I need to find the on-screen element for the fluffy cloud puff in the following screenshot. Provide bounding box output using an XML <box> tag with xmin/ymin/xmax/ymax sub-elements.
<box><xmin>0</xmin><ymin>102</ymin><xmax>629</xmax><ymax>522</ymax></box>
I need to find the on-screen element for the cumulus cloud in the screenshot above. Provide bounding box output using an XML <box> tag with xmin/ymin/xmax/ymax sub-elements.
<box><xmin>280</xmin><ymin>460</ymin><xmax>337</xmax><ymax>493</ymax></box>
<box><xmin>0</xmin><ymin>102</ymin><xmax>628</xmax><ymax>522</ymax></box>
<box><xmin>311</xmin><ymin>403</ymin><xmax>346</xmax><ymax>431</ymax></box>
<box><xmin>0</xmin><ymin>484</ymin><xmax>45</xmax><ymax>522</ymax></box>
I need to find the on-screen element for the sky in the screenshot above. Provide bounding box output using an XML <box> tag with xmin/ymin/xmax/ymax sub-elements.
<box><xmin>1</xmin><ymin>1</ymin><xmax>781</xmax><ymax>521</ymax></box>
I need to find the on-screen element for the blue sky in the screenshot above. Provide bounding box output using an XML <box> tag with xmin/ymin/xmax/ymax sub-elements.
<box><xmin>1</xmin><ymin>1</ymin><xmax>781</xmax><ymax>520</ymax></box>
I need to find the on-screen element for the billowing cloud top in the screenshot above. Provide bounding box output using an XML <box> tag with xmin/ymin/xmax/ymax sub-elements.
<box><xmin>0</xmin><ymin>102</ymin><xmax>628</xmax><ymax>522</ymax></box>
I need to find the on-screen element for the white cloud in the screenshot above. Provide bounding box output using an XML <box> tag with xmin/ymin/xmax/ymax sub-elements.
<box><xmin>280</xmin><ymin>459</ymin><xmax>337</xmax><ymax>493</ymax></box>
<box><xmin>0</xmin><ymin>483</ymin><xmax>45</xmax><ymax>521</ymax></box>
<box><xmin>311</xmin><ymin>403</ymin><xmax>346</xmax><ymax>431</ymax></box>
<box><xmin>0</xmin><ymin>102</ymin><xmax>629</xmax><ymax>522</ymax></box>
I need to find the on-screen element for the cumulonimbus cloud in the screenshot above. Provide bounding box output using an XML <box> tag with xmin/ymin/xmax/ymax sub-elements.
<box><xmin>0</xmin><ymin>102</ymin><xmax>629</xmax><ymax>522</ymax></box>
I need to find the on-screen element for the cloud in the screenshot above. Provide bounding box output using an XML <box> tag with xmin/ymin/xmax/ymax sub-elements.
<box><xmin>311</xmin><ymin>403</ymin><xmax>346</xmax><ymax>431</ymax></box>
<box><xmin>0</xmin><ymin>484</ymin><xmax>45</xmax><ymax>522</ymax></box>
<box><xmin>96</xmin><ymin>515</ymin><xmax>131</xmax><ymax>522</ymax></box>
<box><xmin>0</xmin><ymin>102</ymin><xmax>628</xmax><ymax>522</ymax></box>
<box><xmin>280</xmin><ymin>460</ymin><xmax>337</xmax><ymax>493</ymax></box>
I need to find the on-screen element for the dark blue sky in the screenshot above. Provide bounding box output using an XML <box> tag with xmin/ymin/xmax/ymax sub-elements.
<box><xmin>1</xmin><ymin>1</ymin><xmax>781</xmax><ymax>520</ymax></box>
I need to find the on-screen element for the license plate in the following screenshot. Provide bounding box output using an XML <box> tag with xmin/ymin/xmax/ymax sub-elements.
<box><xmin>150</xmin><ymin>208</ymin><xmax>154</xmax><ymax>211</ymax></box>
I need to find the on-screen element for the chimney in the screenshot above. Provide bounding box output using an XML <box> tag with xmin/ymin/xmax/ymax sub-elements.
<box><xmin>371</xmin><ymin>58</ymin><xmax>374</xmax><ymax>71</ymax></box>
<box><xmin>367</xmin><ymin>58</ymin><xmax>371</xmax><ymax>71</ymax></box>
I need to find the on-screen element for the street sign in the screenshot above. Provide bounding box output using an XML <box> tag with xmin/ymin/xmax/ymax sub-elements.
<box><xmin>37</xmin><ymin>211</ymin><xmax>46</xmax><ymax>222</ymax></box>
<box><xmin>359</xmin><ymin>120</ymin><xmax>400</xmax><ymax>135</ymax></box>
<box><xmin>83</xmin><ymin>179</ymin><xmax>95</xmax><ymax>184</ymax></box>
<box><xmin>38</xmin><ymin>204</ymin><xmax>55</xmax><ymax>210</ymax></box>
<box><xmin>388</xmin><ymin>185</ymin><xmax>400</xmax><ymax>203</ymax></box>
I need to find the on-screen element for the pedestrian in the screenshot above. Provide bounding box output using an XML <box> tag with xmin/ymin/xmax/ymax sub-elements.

> [EXERCISE]: Transcribe the material so that every line matches the original exactly.

> [TASK OUTPUT]:
I need to find the on-screen element for the fluffy cloud puff in the following screenshot. Provide bounding box output using an XML <box> tag with xmin/ymin/xmax/ymax sub-elements.
<box><xmin>0</xmin><ymin>102</ymin><xmax>629</xmax><ymax>522</ymax></box>
I need to find the on-screen element for the cumulus cloud in the screenshot above. Provide bounding box output using an XML <box> tag with xmin/ymin/xmax/ymax sub-elements.
<box><xmin>280</xmin><ymin>460</ymin><xmax>337</xmax><ymax>493</ymax></box>
<box><xmin>0</xmin><ymin>102</ymin><xmax>628</xmax><ymax>522</ymax></box>
<box><xmin>311</xmin><ymin>403</ymin><xmax>346</xmax><ymax>431</ymax></box>
<box><xmin>0</xmin><ymin>484</ymin><xmax>45</xmax><ymax>522</ymax></box>
I need to find the on-screen element for the sky in the screenshot above. Provide bounding box output using an XML <box> tag with xmin/ymin/xmax/ymax sub-elements.
<box><xmin>1</xmin><ymin>1</ymin><xmax>781</xmax><ymax>521</ymax></box>
I need to find the on-screen element for the blue sky in the screenshot above. Provide bounding box output using an XML <box> tag with xmin/ymin/xmax/ymax sub-elements.
<box><xmin>1</xmin><ymin>1</ymin><xmax>781</xmax><ymax>520</ymax></box>
I need to find the on-screen element for the billowing cloud top in the screenshot above. Provide bounding box output using an XML <box> tag with xmin/ymin/xmax/ymax sub-elements.
<box><xmin>0</xmin><ymin>102</ymin><xmax>628</xmax><ymax>522</ymax></box>
I need to find the on-screen element for the white cloud in the screenshot above. Provide bounding box output using an XML <box> tag with xmin/ymin/xmax/ymax sub-elements.
<box><xmin>280</xmin><ymin>459</ymin><xmax>337</xmax><ymax>493</ymax></box>
<box><xmin>0</xmin><ymin>483</ymin><xmax>45</xmax><ymax>521</ymax></box>
<box><xmin>311</xmin><ymin>403</ymin><xmax>346</xmax><ymax>431</ymax></box>
<box><xmin>0</xmin><ymin>102</ymin><xmax>629</xmax><ymax>522</ymax></box>
I need to find the on-screen element for the cumulonimbus cloud in the screenshot above. Provide bounding box output using an XML <box> tag with xmin/ymin/xmax/ymax sub-elements.
<box><xmin>0</xmin><ymin>102</ymin><xmax>629</xmax><ymax>522</ymax></box>
I need to find the on-screen element for the cloud in the screenshot above. Provide bounding box output using an XML <box> tag with xmin/ymin/xmax/ymax sub-elements.
<box><xmin>311</xmin><ymin>403</ymin><xmax>346</xmax><ymax>431</ymax></box>
<box><xmin>0</xmin><ymin>484</ymin><xmax>45</xmax><ymax>522</ymax></box>
<box><xmin>96</xmin><ymin>515</ymin><xmax>131</xmax><ymax>522</ymax></box>
<box><xmin>0</xmin><ymin>102</ymin><xmax>628</xmax><ymax>522</ymax></box>
<box><xmin>280</xmin><ymin>460</ymin><xmax>337</xmax><ymax>493</ymax></box>
I need to find the on-screen element for the dark blue sky in the screenshot above. Provide bounding box output using an XML <box> tag with xmin/ymin/xmax/ymax sub-elements.
<box><xmin>1</xmin><ymin>1</ymin><xmax>781</xmax><ymax>520</ymax></box>
I need to find the on-screen element for the license plate in the following screenshot. Provide bounding box output using an XML <box> tag with xmin/ymin/xmax/ymax sub-elements.
<box><xmin>150</xmin><ymin>208</ymin><xmax>154</xmax><ymax>211</ymax></box>
I need to find the on-screen element for the chimney in the screenshot above. Provide bounding box output using an XML <box> tag with xmin/ymin/xmax/ymax sub-elements.
<box><xmin>371</xmin><ymin>58</ymin><xmax>374</xmax><ymax>71</ymax></box>
<box><xmin>367</xmin><ymin>58</ymin><xmax>371</xmax><ymax>71</ymax></box>
I need to find the on-screen element for the street sign in the screenshot above. Provide bounding box output using an XML <box> tag with xmin/ymin/xmax/ymax sub-elements.
<box><xmin>37</xmin><ymin>211</ymin><xmax>46</xmax><ymax>222</ymax></box>
<box><xmin>359</xmin><ymin>120</ymin><xmax>400</xmax><ymax>135</ymax></box>
<box><xmin>83</xmin><ymin>179</ymin><xmax>95</xmax><ymax>184</ymax></box>
<box><xmin>38</xmin><ymin>204</ymin><xmax>55</xmax><ymax>210</ymax></box>
<box><xmin>388</xmin><ymin>185</ymin><xmax>400</xmax><ymax>203</ymax></box>
I need to find the on-screen element for the pedestrian in the screenshot above. Provide bounding box output using an XML <box> tag with xmin/ymin/xmax/ymax sub-elements.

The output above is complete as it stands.